§ Request: Lay out the listing as a Markdown table with the columns Row and Line, numbering each row and skipping blank lines and pictures. Begin at the line that has "Please help the AR headset anchor on the us" and continue through the end of the listing.

Dataset items
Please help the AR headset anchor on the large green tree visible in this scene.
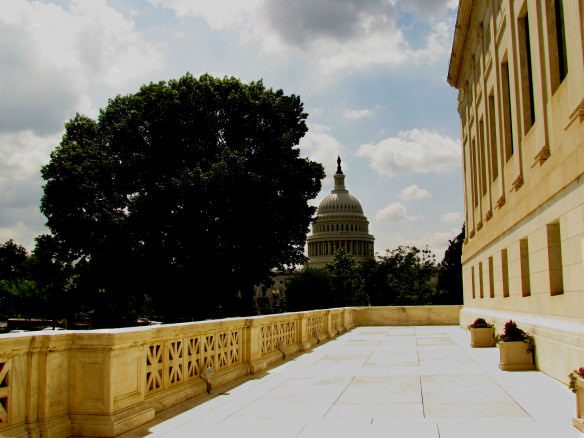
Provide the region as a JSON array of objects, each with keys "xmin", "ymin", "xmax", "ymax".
[{"xmin": 41, "ymin": 74, "xmax": 324, "ymax": 325}]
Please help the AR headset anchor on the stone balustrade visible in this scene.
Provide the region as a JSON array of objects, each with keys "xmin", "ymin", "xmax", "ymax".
[{"xmin": 0, "ymin": 306, "xmax": 461, "ymax": 437}]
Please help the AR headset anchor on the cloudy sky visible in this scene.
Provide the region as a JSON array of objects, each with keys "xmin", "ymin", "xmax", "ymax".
[{"xmin": 0, "ymin": 0, "xmax": 463, "ymax": 260}]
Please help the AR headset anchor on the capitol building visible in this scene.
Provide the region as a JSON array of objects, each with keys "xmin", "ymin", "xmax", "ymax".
[{"xmin": 308, "ymin": 158, "xmax": 375, "ymax": 268}]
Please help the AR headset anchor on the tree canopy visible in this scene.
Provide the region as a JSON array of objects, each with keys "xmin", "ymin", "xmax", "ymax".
[{"xmin": 41, "ymin": 74, "xmax": 324, "ymax": 325}]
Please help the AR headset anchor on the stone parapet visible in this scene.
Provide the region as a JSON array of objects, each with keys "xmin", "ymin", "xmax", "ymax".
[{"xmin": 0, "ymin": 306, "xmax": 460, "ymax": 437}]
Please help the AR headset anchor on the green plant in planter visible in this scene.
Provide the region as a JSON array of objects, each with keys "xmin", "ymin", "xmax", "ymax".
[
  {"xmin": 468, "ymin": 318, "xmax": 493, "ymax": 329},
  {"xmin": 568, "ymin": 368, "xmax": 584, "ymax": 394},
  {"xmin": 495, "ymin": 320, "xmax": 535, "ymax": 353}
]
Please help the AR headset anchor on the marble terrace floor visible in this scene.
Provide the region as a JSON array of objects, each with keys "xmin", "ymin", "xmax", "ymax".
[{"xmin": 123, "ymin": 326, "xmax": 584, "ymax": 438}]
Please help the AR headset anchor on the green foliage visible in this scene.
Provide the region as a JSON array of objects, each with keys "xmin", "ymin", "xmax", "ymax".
[
  {"xmin": 326, "ymin": 247, "xmax": 362, "ymax": 307},
  {"xmin": 568, "ymin": 368, "xmax": 584, "ymax": 394},
  {"xmin": 0, "ymin": 237, "xmax": 66, "ymax": 319},
  {"xmin": 371, "ymin": 246, "xmax": 436, "ymax": 306},
  {"xmin": 433, "ymin": 225, "xmax": 465, "ymax": 304},
  {"xmin": 41, "ymin": 74, "xmax": 324, "ymax": 326},
  {"xmin": 495, "ymin": 320, "xmax": 535, "ymax": 353}
]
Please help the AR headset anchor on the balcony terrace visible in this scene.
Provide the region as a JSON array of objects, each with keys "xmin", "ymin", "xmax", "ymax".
[{"xmin": 0, "ymin": 306, "xmax": 584, "ymax": 438}]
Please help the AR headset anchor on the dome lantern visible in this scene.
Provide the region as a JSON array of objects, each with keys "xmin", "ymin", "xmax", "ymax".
[{"xmin": 308, "ymin": 157, "xmax": 375, "ymax": 268}]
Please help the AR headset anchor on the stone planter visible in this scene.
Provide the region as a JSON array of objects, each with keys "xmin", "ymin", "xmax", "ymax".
[
  {"xmin": 470, "ymin": 327, "xmax": 495, "ymax": 348},
  {"xmin": 499, "ymin": 341, "xmax": 535, "ymax": 371},
  {"xmin": 572, "ymin": 376, "xmax": 584, "ymax": 433}
]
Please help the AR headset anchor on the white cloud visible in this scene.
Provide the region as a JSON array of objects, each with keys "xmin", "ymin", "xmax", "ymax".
[
  {"xmin": 357, "ymin": 129, "xmax": 461, "ymax": 176},
  {"xmin": 0, "ymin": 130, "xmax": 59, "ymax": 249},
  {"xmin": 300, "ymin": 124, "xmax": 348, "ymax": 179},
  {"xmin": 378, "ymin": 231, "xmax": 458, "ymax": 263},
  {"xmin": 399, "ymin": 184, "xmax": 432, "ymax": 201},
  {"xmin": 344, "ymin": 109, "xmax": 375, "ymax": 120},
  {"xmin": 148, "ymin": 0, "xmax": 451, "ymax": 77},
  {"xmin": 440, "ymin": 211, "xmax": 463, "ymax": 224},
  {"xmin": 375, "ymin": 202, "xmax": 420, "ymax": 222}
]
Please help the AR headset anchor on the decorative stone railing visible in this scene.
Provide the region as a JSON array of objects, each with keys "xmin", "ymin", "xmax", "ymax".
[{"xmin": 0, "ymin": 306, "xmax": 460, "ymax": 437}]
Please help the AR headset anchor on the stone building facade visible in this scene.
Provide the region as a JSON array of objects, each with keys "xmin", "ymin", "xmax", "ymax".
[
  {"xmin": 448, "ymin": 0, "xmax": 584, "ymax": 382},
  {"xmin": 308, "ymin": 158, "xmax": 375, "ymax": 268}
]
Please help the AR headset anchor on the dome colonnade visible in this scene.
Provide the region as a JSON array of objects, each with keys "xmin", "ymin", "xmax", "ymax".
[{"xmin": 308, "ymin": 158, "xmax": 375, "ymax": 268}]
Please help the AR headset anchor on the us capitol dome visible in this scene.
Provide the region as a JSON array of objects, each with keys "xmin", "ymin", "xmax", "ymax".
[{"xmin": 307, "ymin": 157, "xmax": 375, "ymax": 268}]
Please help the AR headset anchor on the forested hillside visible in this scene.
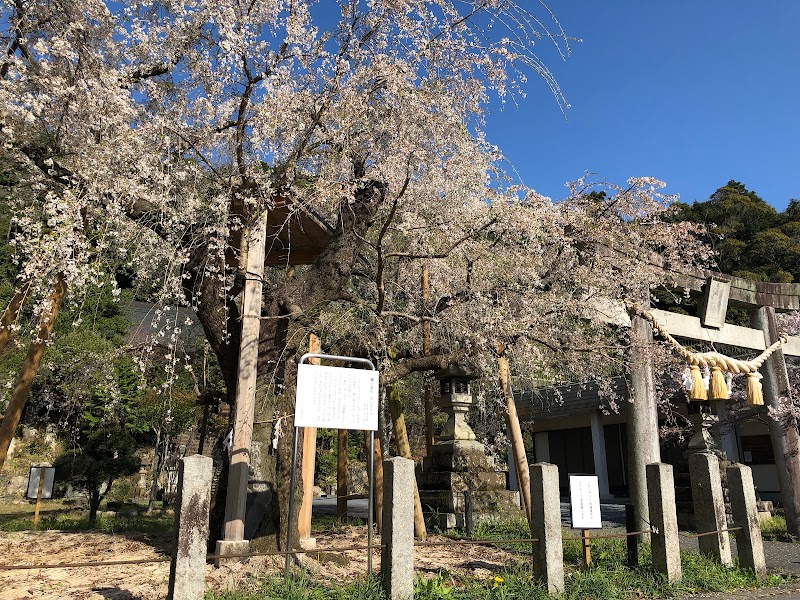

§ Reply to the task:
| Row | Line |
|---|---|
| 1 | Please help the AR headset anchor on the us capitol dome visible in this scene. |
| 2 | Provide the region as a JSON array of objects, each with keys "xmin", "ymin", "xmax", "ymax". |
| 3 | [{"xmin": 307, "ymin": 157, "xmax": 375, "ymax": 268}] |
| 4 | Please help the AR headset anchor on the forested hillside visible in this scene. |